→ **OPDRACHT 1**
Waarom valt volgens de tekst over tweetaligheid niet met zekerheid te zeggen of kinderen hun voorsprong hun hele leven houden? Antwoord in één tot drie zinnen.
→ **OPDRACHT 2**
Schrijf verder aan de tekst over tweetaligheid, te beginnen na de zin die eindigt op "zoals bij tolken en vertalers het geval is".

→ **STUDIETEKST**
########

Ook het sociale aspect speelt hierbij een rol. We hebben scans gemaakt van tweetaligen die we het gezicht lieten zien van mensen uit hun omgeving. Was die persoon uitsluitend Franstalig, dan werd direct die taal geactiveerd in het brein. Als het ging om een tweetalige gesprekspartner werden beide talen actief bij het zien van hun gezicht.
Andere onderzoeken naar tweetaligheid komen overigens met vergelijkbare resultaten. Het komt steeds neer op meer controle, zelfregulering en een beter functionerend werkgeheugen.’
Behouden de kinderen deze voorsprong hun leven lang?
‘Om dat zeker te weten zouden we ze een leven lang moeten volgen. Maar andere studies wijzen wel op een positief effect van tweetaligheid op alle leeftijden. Dat is dan wel het sterkst meetbaar in de fases van ontwikkeling en aftakeling. Bijzonder: leerlingen in Brussel die tweetalig immersie-onderwijs volgen, blijken beter te scoren op de vakken die niet in hun moedertaal gegeven worden. Volwassen tweetaligen presteren cognitief beter dan hun eentalige leeftijdsgenoten, vooral als ze de tweede taal intensief gebruiken, zoals bij tolken en vertalers het geval is.

########

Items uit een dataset
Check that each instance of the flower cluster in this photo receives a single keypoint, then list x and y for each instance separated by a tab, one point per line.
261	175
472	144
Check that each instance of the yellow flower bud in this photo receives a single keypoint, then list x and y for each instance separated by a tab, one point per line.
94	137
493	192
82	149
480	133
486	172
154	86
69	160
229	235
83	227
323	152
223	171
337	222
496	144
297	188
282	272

########

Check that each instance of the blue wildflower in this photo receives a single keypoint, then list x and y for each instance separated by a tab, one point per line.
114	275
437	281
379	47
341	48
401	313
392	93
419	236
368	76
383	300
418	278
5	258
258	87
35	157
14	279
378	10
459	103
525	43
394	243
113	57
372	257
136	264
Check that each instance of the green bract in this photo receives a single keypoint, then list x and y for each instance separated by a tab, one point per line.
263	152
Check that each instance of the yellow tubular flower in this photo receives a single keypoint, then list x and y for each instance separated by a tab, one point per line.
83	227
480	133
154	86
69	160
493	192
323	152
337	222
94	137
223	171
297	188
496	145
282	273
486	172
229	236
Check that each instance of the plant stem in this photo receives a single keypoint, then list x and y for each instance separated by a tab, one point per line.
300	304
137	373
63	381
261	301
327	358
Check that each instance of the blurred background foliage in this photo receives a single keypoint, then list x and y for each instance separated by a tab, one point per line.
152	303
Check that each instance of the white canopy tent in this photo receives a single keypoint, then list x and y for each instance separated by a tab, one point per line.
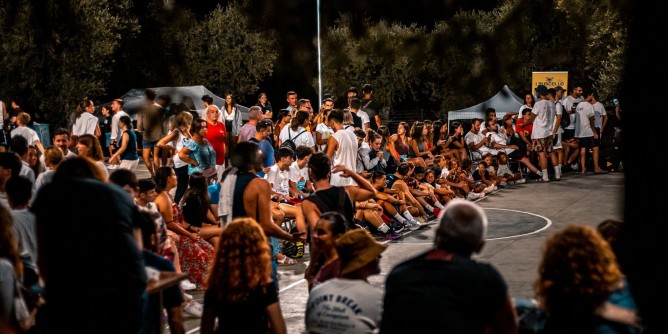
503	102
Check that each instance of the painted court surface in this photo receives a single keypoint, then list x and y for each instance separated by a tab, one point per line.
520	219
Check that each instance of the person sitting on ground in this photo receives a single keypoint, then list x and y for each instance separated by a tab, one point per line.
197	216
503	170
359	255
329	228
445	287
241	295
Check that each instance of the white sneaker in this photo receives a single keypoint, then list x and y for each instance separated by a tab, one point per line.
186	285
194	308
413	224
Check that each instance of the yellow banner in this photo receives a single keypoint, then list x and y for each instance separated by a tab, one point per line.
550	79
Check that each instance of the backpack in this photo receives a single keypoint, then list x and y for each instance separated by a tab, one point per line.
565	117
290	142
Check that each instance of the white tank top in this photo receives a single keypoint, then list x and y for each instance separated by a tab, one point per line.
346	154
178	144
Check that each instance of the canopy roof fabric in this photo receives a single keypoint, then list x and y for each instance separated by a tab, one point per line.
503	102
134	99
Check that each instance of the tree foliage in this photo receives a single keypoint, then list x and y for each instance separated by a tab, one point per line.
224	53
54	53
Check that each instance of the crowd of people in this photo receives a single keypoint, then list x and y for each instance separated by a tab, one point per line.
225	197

########

→ **ANTWOORD 1**
Om dat zeker te weten, zouden de onderzoekers de kinderen een leven lang moeten volgen. Andere studies wijzen wel op een positief effect van tweetaligheid op alle leeftijden.

→ **ANTWOORD 2**
Ik heb ook onderzoek gedaan bij mensen met de ziekte van Alzheimer. Tweetalige patiënten krijgen vier tot vijf jaar later last van de symptomen. Dit onderzoek was al eens gedaan in Canada, onder immigranten. In mijn onderzoek wilde ik uitsluiten dat de gemeten effecten te maken hadden met het type mens: immigranten zijn misschien meer overlevers, ondernemers, mensen die hun brein op allerlei manieren blijven uitdagen. Wij hebben een onderzoeksgroep samengesteld waarbij dit aspect geen rol speelt.’
Als ik mijn brein op andere manieren uitdaag, kan ik dan hetzelfde bereiken?
‘Zeker. Aan sporten, het onderhouden van sociale interacties en nieuwe dingen leren, worden vergelijkbare positieve effecten voor het brein toegeschreven. Misschien is bij een combinatie hiervan zelfs wel een cumulatief effect mogelijk. Maar dat is erg moeilijk te onderzoeken. Er zijn nog wel meer vragen te beantwoorden. Zo weten we nog niet wat de ideale verhouding is tussen het gebruiken van de moedertaal en een tweede taal. En of de mate waarin de twee talen verschillen een rol speelt. Geeft het spreken van een dialect dezelfde boost? Ik kan nog wel even vooruit.’
Mag ik toch alvast een conclusie horen op basis van de kennis van nu?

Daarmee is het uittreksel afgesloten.